Aim of the task:
Set it all down exactly, every record and every line.

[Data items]
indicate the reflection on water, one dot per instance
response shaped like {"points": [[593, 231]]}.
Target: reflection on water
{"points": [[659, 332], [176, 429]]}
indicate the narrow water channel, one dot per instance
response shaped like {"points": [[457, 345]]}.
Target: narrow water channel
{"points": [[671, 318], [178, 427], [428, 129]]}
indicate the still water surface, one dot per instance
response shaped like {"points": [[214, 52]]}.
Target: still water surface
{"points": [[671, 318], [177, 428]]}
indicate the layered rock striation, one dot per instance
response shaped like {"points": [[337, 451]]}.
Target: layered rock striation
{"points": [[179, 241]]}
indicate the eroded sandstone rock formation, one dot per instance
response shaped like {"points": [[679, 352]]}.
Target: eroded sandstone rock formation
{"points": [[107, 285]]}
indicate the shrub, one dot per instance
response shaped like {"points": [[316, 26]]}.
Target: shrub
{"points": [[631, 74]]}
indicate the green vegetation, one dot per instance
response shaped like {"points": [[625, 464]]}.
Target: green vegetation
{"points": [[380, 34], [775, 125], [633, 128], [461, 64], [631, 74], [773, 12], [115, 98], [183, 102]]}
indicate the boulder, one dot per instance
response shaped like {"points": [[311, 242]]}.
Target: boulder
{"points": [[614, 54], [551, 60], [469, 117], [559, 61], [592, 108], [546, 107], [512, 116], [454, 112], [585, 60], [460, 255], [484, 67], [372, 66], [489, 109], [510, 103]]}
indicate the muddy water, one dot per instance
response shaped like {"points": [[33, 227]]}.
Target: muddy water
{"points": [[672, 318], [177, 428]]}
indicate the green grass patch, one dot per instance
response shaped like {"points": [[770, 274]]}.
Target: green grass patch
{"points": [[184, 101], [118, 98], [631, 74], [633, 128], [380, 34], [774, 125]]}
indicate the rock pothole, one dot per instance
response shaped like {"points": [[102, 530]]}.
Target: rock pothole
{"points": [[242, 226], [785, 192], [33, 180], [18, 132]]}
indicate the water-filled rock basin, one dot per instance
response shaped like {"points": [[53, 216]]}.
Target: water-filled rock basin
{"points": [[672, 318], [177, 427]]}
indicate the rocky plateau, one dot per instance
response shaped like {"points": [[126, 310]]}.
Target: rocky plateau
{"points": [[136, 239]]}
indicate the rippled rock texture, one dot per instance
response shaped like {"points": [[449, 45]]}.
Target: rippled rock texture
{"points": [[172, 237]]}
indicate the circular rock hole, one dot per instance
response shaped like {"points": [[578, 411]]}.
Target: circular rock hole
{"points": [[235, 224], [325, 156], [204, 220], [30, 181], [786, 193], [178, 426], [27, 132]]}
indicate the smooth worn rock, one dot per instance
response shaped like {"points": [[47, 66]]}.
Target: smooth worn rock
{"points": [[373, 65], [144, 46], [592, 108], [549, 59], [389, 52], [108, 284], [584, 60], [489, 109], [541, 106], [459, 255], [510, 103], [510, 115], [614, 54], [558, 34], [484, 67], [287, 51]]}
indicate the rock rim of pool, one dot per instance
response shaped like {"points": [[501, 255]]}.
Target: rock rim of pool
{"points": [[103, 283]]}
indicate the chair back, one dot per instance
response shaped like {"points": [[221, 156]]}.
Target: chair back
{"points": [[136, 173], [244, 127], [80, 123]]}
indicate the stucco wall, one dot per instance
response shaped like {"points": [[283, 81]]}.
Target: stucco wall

Your response:
indicate the reflection on water, one dot per instance
response shaped like {"points": [[593, 231]]}.
Target: reflection on water
{"points": [[659, 332], [176, 429]]}
indicate the narrow water channel, one dot per instance
response shaped like {"points": [[457, 345]]}.
Target: narrow water channel
{"points": [[671, 318], [178, 427], [428, 129]]}
indicate the still water surface, one dot per instance
response shaped like {"points": [[214, 52]]}.
Target: still water surface
{"points": [[671, 318], [177, 428]]}
indicate the layered rock striation, one dot per instance
response shaped like {"points": [[337, 451]]}.
Target: layered rock striation
{"points": [[179, 241]]}
indicate the eroded sandstone rock formation, one dot per instance
response shaped like {"points": [[679, 352]]}.
Target: eroded sandstone rock formation
{"points": [[107, 285]]}
indicate the shrub, one dot per instance
response shaped like {"points": [[316, 26]]}.
Target: shrub
{"points": [[631, 74]]}
indicate the green vegetation, one dot per instance
response shaped like {"points": [[625, 464]]}.
Target: green vegetation
{"points": [[380, 34], [775, 125], [633, 128], [461, 64], [631, 74], [773, 12], [115, 98], [183, 102]]}
indicate the boulder, one dot per instance
response shaped like {"points": [[311, 242]]}.
Target: boulder
{"points": [[614, 54], [551, 60], [469, 117], [559, 61], [592, 108], [546, 107], [512, 116], [454, 112], [585, 60], [460, 255], [484, 67], [372, 66], [489, 109], [510, 103]]}
indicate the muddy water, one dot per instance
response shaped like {"points": [[33, 227]]}.
Target: muddy water
{"points": [[672, 318], [177, 428]]}
indicate the green grass patch, one dot per instance
response shaped like {"points": [[770, 274]]}.
Target: green grass patch
{"points": [[184, 101], [118, 98], [631, 74], [633, 128], [380, 34], [774, 125]]}
indicate the rock pothole, one dot per instance
response shaped like {"points": [[102, 530]]}.
Target: rock pothole
{"points": [[242, 226], [785, 192], [33, 180], [18, 132]]}
indicate the water-filled rock basin, one dot per instance
response shaped like {"points": [[53, 216]]}.
Target: water-filled rock basin
{"points": [[672, 318], [177, 427]]}
indicate the rocky plateau, one dot per instance
response shaped like {"points": [[126, 310]]}.
Target: rocky plateau
{"points": [[136, 239]]}
indicate the rippled rock texture, one dot per instance
response shaped like {"points": [[449, 45]]}.
Target: rippled rock texture
{"points": [[172, 237]]}
indicate the circular rock hole, one dot per instance
response shaped like {"points": [[578, 411]]}.
Target: circular rock hole
{"points": [[235, 224], [325, 156], [204, 220], [30, 181], [786, 193], [178, 426], [27, 132]]}
indicate the smooth worn rock, one dot per instance
response shaped like {"points": [[47, 66]]}.
Target: smooth worn rock
{"points": [[373, 65], [144, 46], [592, 108], [549, 59], [389, 52], [108, 284], [584, 60], [489, 109], [541, 106], [459, 255], [510, 103], [510, 115], [614, 54], [558, 34], [484, 67], [287, 51]]}
indicate the rock rim of pool, one dot per instance
response shaped like {"points": [[501, 255]]}.
Target: rock rim of pool
{"points": [[103, 283]]}
indicate the chair back, one dot per instance
response shaped like {"points": [[221, 156]]}.
Target: chair back
{"points": [[136, 173], [244, 127], [80, 123]]}
indicate the stucco wall, one dot per instance
response shaped like {"points": [[283, 81]]}.
Target: stucco wall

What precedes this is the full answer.